Ransomware Attack Forces UMC Health System to Divert Some Patients

Summary:
Last week, Texas healthcare provider UMC Health System disclosed that it detected unusual activity within its IT systems and took steps to proactively disconnect systems to contain the incident. Due to the outage, medical prescription lists are unavailable at UMC clinics. As such, patients have been advised to bring their prescriptions with them when visiting. As a precaution, UMC decided to temporarily divert incoming emergency and non-emergency patients to nearby health facilities. In an update on Monday, the healthcare giant stated that it will start accepting patients via ambulance. However, a select number of patients will still be diverted until all UMC resources are fully functional. As of writing, the investigation is still ongoing, with UMC working with third parties to determine the full scope of the incident and recover systems as soon as possible.

Security Officer Comments:
Sources online have attributed the incident to a ransomware attack. However, no major ransomware groups have claimed UMC Health System on their data leak site at this time. With UMC operating 30 clinics across West Texas and Eastern New Mexico, sensitive medical information for hundreds of thousands of patients could be at risk of being compromised. Details regarding an ongoing ransomware negotiation have not been disclosed. Typically, if a ransom is not paid, these actors will publish the victim’s data to their data leak site, which can be used in further social engineering, phishing, and identity theft attacks. As a precaution, victims should be on the lookout for emails or SMS text messages from unknown senders and closely monitor their credit and financial accounts.

Suggested Corrections:
Backup your data, system images, and configurations, regularly test them, and keep the backups offline:
 Ensure that backups are regularly tested and that they are not connected to the business network, as many ransomware variants try to find and encrypt or delete accessible backups. Maintaining current backups offline is critical because if your network data is encrypted with ransomware, your organization can restore systems.

Update and patch systems promptly: This includes maintaining the security of operating systems, applications, and firmware in a timely manner. Consider using a centralized patch management system; use a risk-based assessment strategy to drive your patch management program.

Test your incident response plan: There's nothing that shows the gaps in plans more than testing them. Run through some core questions and use those to build an incident response plan: Are you able to sustain business operations without access to certain systems? For how long? Would you turn off your manufacturing operations if business systems such as billing were offline?

Check Your Security Team's Work: Use a 3rd party pen tester to test the security of your systems and your ability to defend against a sophisticated attack. Many ransomware criminals are aggressive and sophisticated and will find the equivalent of unlocked doors.

Segment your networks: There's been a recent shift in ransomware attacks – from stealing data to disrupting operations. It's critically important that your corporate business functions and manufacturing/production operations are separated and that you carefully filter and limit internet access to operational networks, identify links between these networks and develop workarounds or manual controls to ensure ICS networks can be isolated and continue operating if your corporate network is compromised. Regularly test contingency plans such as manual controls so that safety critical functions can be maintained during a cyber incident.

Train employees: Email remains the most vulnerable attack vector for organizations. Users should be trained how to avoid and spot phishing emails. Multi Factor authentication can help prevent malicious access to sensitive services.

§ PROBLEMS TO WORK ON
[a] Please translate this sentence from the UMC ransomware report into Spanish: "Due to the outage, medical prescription lists are unavailable at UMC clinics."
[b] Retype the part of the UMC ransomware report starting with "Check Your Security" and going on through "of unlocked doors.".

§ ENTRIES SUPPLIED
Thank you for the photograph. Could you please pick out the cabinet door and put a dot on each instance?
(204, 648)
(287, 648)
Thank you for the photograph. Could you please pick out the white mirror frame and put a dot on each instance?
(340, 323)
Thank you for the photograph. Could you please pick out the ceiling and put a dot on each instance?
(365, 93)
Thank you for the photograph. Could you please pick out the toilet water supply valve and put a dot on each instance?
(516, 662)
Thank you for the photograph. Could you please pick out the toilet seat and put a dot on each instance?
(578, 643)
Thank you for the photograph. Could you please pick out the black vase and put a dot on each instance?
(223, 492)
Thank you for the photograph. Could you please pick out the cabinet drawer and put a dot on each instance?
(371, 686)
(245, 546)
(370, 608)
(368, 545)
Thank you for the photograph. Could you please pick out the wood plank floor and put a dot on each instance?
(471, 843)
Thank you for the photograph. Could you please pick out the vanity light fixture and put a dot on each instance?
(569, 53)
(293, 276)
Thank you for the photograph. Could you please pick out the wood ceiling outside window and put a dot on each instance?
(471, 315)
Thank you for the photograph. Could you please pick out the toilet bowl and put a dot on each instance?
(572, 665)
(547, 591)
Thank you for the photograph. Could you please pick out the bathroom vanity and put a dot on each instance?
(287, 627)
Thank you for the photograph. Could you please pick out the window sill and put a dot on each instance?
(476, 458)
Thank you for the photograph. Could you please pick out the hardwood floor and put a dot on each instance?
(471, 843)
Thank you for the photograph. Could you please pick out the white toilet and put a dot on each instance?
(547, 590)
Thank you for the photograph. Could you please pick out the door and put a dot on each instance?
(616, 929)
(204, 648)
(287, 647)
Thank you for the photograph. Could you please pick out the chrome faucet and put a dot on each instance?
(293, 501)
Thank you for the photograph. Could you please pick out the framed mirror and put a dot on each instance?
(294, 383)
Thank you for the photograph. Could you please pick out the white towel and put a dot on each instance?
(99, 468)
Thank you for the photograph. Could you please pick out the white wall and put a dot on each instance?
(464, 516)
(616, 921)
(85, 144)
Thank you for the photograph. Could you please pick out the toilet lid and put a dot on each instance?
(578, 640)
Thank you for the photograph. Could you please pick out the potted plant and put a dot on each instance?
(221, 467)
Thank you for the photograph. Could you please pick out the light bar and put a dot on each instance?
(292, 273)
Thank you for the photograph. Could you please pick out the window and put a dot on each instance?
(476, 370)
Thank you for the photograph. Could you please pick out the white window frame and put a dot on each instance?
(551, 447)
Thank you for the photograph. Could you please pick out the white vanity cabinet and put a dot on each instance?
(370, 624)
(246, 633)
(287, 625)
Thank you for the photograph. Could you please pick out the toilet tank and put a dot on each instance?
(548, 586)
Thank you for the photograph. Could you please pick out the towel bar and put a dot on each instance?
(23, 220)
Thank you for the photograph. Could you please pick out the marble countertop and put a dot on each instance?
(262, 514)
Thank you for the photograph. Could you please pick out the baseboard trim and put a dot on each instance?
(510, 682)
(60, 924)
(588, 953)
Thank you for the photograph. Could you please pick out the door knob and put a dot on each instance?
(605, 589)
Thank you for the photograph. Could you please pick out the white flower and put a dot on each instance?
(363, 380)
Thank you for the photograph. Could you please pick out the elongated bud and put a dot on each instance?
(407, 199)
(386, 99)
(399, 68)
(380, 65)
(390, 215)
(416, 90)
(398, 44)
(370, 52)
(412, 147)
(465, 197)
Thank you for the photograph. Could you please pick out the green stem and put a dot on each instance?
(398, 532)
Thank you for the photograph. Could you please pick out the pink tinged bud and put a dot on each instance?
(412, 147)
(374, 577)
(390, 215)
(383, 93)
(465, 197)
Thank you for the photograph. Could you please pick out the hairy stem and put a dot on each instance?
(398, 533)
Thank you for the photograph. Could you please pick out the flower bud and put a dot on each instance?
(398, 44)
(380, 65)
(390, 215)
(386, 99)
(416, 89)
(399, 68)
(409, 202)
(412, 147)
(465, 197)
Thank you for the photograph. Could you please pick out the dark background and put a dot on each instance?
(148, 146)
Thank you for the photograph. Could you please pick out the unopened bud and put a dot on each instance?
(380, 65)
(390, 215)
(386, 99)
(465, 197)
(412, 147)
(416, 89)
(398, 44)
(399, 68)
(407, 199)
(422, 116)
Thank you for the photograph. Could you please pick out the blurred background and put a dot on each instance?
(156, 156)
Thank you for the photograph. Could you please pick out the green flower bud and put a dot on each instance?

§ SOLUTIONS BY TASK
[a] Debido a la interrupción, las listas de recetas médicas no están disponibles en las clínicas de UMC.

[b]
Check Your Security Team's Work: Use a 3rd party pen tester to test the security of your systems and your ability to defend against a sophisticated attack. Many ransomware criminals are aggressive and sophisticated and will find the equivalent of unlocked doors.